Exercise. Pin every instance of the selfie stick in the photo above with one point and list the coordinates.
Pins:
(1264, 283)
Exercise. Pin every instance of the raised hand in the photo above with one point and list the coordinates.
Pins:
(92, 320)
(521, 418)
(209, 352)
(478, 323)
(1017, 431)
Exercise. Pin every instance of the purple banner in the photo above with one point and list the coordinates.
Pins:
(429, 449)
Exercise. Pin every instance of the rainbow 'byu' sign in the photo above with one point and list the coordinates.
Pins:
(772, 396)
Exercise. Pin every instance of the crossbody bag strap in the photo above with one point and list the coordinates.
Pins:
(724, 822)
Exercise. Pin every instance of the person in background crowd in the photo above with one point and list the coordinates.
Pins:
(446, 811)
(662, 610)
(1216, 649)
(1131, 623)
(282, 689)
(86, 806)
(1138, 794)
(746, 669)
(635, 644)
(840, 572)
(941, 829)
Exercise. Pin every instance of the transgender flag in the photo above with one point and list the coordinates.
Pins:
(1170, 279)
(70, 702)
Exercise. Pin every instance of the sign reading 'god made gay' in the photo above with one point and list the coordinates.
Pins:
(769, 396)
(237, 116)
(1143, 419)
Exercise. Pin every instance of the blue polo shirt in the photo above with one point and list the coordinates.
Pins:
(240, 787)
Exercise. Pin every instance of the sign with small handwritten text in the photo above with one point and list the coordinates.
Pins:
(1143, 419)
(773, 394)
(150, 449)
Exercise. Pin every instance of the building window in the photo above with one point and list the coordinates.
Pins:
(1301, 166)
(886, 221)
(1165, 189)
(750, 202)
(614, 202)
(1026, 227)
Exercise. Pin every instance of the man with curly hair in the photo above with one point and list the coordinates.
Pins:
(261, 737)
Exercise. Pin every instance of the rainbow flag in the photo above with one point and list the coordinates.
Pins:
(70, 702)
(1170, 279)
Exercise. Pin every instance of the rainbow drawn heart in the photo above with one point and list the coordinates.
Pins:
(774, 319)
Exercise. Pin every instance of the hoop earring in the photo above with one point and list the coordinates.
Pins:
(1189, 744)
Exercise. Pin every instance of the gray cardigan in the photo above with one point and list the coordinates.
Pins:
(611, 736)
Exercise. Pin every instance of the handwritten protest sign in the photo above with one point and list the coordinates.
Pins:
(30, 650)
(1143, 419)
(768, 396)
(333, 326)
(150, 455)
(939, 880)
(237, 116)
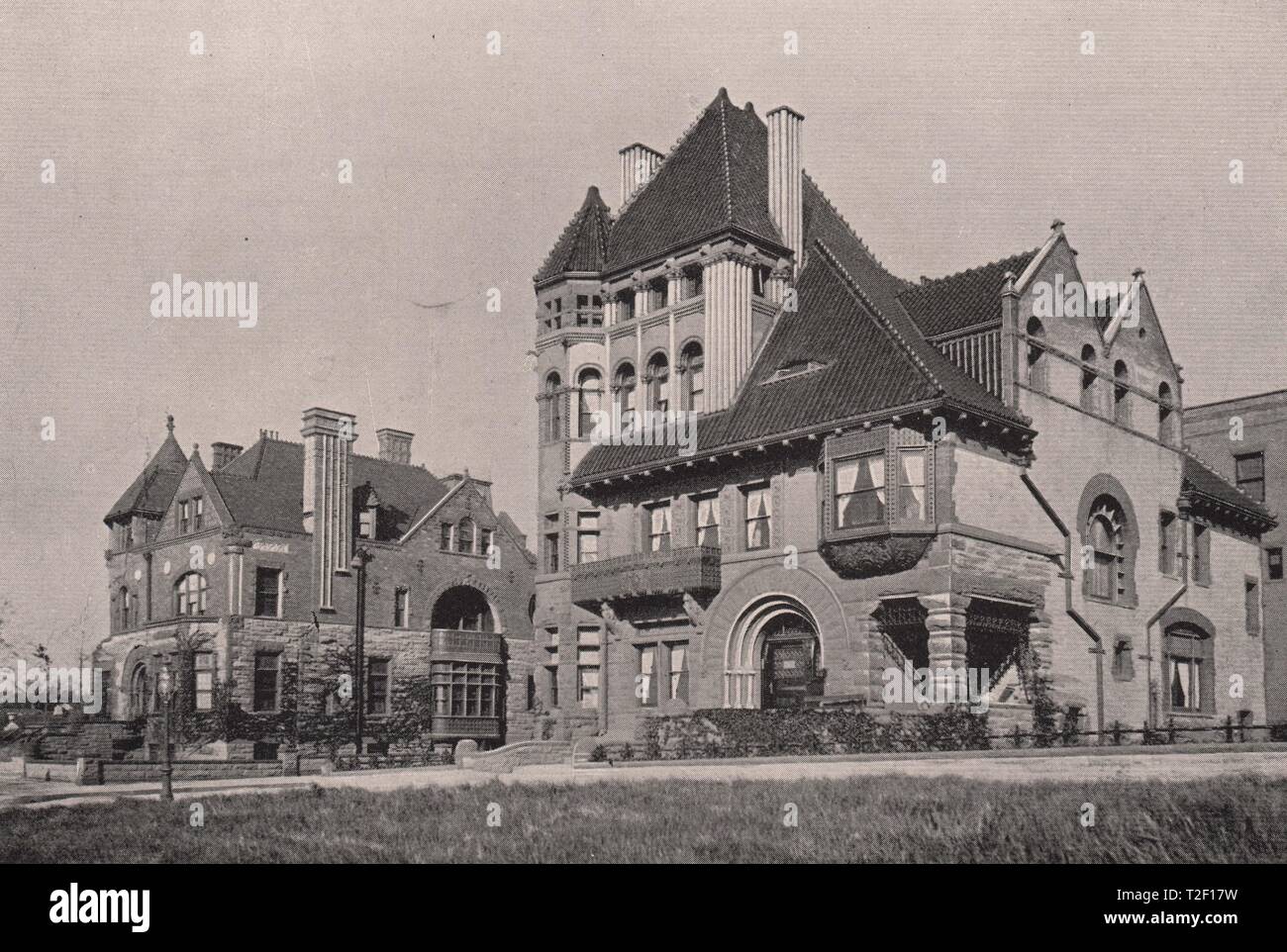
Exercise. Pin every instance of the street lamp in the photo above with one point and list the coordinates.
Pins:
== == ==
Short exercise
Reproduce the material above without changes, starting with the line containing "Exercise. Pin every instance of the gray" and continuing through the last line of the material. Omit the pictures from your answer.

The output
Exercise. Pin every instance of the gray cardigan in the photo above with one point and list the coordinates.
Pins:
(611, 736)
Exercise. Pin every instance of the handwritten protest sign in the photo above with one point and list the coordinates.
Pins:
(30, 650)
(1143, 419)
(768, 396)
(333, 326)
(150, 455)
(939, 880)
(237, 116)
Exercise. Pin every instance of the street lamp in the photo above with one point and list the coordinates.
Pins:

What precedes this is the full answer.